__GIVEN TASK__. Arrange the stretch of lines below, from the line containing "chimney. Return only the coordinates." through the final line, as a numbered list with any blank lines left out.

□ □ □

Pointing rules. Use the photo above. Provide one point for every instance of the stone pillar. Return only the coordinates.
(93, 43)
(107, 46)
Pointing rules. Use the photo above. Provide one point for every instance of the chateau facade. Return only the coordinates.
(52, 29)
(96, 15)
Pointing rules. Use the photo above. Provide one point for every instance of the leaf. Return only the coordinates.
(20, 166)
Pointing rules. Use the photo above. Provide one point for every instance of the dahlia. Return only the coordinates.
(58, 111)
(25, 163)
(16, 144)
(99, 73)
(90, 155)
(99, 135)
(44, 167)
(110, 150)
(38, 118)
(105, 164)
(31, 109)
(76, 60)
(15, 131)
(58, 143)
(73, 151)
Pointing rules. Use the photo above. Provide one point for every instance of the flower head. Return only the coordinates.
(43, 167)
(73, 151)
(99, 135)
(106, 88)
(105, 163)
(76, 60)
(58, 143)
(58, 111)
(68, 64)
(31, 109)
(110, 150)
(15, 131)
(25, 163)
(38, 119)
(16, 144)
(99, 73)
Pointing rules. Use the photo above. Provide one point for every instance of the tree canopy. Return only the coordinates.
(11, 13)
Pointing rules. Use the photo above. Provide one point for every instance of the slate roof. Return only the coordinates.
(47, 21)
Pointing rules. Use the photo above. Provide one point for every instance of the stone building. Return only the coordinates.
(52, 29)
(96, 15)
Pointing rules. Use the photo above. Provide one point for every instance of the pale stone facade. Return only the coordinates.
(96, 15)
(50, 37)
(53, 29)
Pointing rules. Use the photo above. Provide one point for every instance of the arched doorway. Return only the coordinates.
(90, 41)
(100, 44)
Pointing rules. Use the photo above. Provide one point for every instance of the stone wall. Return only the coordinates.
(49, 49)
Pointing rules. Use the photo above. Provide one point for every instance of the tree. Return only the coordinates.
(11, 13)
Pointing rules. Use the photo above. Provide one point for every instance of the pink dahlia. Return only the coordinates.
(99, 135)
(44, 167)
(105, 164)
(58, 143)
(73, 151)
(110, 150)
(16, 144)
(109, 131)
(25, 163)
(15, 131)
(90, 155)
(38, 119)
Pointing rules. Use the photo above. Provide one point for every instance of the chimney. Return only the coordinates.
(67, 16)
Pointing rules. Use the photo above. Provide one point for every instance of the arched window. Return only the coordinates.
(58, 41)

□ □ □

__EXERCISE OUTPUT__.
1. Pointing rules. Use the photo above. Provide one point for every instance of the chimney. Return only the coordinates.
2. (67, 16)
3. Pointing rules. Use the photo above. Provide one point for every instance of the arched window. Return only the coordinates.
4. (58, 41)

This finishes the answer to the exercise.